====== ENTRIES SHOWN
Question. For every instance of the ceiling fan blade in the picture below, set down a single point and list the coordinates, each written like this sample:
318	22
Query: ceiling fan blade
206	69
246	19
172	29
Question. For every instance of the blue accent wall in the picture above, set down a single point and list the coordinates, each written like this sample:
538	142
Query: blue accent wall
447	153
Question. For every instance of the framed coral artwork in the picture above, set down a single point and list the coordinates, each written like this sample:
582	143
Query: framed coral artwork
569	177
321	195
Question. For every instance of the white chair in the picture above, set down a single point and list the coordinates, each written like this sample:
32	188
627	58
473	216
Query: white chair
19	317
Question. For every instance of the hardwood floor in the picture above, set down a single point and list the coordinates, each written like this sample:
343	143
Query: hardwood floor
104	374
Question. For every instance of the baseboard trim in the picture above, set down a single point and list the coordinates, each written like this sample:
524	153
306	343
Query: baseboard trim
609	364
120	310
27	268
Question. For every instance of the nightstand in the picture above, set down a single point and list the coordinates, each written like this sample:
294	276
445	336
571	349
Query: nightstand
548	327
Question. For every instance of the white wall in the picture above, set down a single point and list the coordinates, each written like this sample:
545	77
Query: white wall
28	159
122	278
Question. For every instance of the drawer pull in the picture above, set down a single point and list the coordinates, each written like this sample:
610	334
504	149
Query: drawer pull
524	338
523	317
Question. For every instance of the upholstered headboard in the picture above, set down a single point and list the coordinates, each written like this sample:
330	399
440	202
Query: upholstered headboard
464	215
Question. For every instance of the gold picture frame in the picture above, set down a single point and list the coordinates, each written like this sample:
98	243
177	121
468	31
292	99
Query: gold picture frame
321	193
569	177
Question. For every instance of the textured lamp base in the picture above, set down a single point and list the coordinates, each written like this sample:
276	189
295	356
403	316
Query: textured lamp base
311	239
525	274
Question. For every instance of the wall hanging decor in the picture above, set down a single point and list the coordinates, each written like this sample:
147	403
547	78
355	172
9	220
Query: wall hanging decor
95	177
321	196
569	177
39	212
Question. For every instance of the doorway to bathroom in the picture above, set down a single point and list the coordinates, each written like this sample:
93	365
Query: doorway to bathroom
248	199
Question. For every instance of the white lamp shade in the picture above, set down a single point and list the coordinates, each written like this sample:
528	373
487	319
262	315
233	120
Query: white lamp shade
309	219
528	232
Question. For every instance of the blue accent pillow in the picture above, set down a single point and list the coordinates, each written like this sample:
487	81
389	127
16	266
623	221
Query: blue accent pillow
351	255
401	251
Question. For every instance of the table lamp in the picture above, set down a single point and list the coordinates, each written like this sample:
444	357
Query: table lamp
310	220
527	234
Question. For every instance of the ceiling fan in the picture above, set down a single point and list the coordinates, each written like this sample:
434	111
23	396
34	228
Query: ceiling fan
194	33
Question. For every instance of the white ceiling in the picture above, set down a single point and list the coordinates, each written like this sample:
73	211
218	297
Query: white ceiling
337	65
============
## YOUR GOAL
Emit the full listing verbatim.

## TASK RESPONSE
Question. For every instance of the ceiling fan blade in the picture below, set down a single point and list the coordinates, each written like this sample:
318	22
Query: ceiling fan blade
206	69
246	19
172	29
Question. For every instance of the blue accent wall in the picture above, set down a single point and list the coordinates, each written like this sample:
538	142
Query: blue accent wall
447	153
Question. For every instance of the framed coral artwork in the picture above, set down a single point and list the coordinates, each written like this sample:
582	143
Query: framed coral artwork
569	177
321	195
Question. For every instance of the white chair in the picture above, set down a single point and list the coordinates, each written like this sample:
32	188
627	58
473	216
Query: white chair
19	317
Question. For every instance of the hardwood floor in the picture above, set down a single point and list the coordinates, each written like this sample:
343	143
Query: hardwood floor
104	374
Question. For every instance of the baseboard trim in the picture above, set down a single point and list the coordinates, each written like this sample:
524	153
306	343
Query: baseboard trim
609	364
120	310
27	268
Question. For every instance of the nightstand in the picture above, set down a single point and list the coordinates, each written like this sample:
294	276
445	336
571	349
Query: nightstand
548	327
Question. For every instance of the white wall in the picture above, set down a single point and list the coordinates, each written like this sample:
545	77
Query: white wall
28	159
122	278
Question. For every instance of the drawer pull in the picture above, set down a single point and list the coordinates, each written like this sample:
610	334
504	149
Query: drawer pull
524	338
523	317
Question. For every instance of the upholstered headboard in the picture above, set down a single point and list the coordinates, each written like this sample:
330	399
440	202
Query: upholstered headboard
464	215
Question. For every instance of the gold picture frame in the picture above, set down a single point and list the coordinates, each written like this sample:
98	243
177	121
468	31
292	99
Query: gold picture frame
321	193
569	177
Question. For every instance of the textured lamp base in the picture above, set down a single point and list the coordinates, each written like this sample:
276	189
295	356
403	316
Query: textured lamp base
311	239
525	274
Question. For every instance of the wall hanging decor in the picture above, set down a single point and list the coordinates, each written like this sample:
147	403
547	78
355	172
9	220
Query: wall hanging decor
95	177
321	196
569	177
39	212
Question. For every instance of the doorway to bathroom in the picture above, set down a single point and list the coordinates, each written like this sample:
93	365
Query: doorway to bathroom
248	199
Question. For every instance of the white lamp shade in the picture above, set down a single point and list the coordinates, each written like this sample:
528	373
487	319
262	315
233	120
Query: white lamp shade
309	219
528	232
Question. For every instance of the blue accent pillow in the picture above, set down a single point and list the coordinates, each written like this sample:
487	81
389	127
16	266
623	221
Query: blue accent pillow
351	255
401	251
Question. For every instance of the table lamp in the picture above, set down a single point and list the coordinates, each written like this sample:
444	357
Query: table lamp
310	220
527	234
Question. For every instance of the ceiling fan in the picture above, set down a single point and list the coordinates, each written like this sample:
434	111
23	396
34	228
Query: ceiling fan
194	33
Question. For every instance of the white ceiling in the picture above, set down a single point and list the coordinates, each written like this sample:
73	211
218	297
Query: white ceiling
337	65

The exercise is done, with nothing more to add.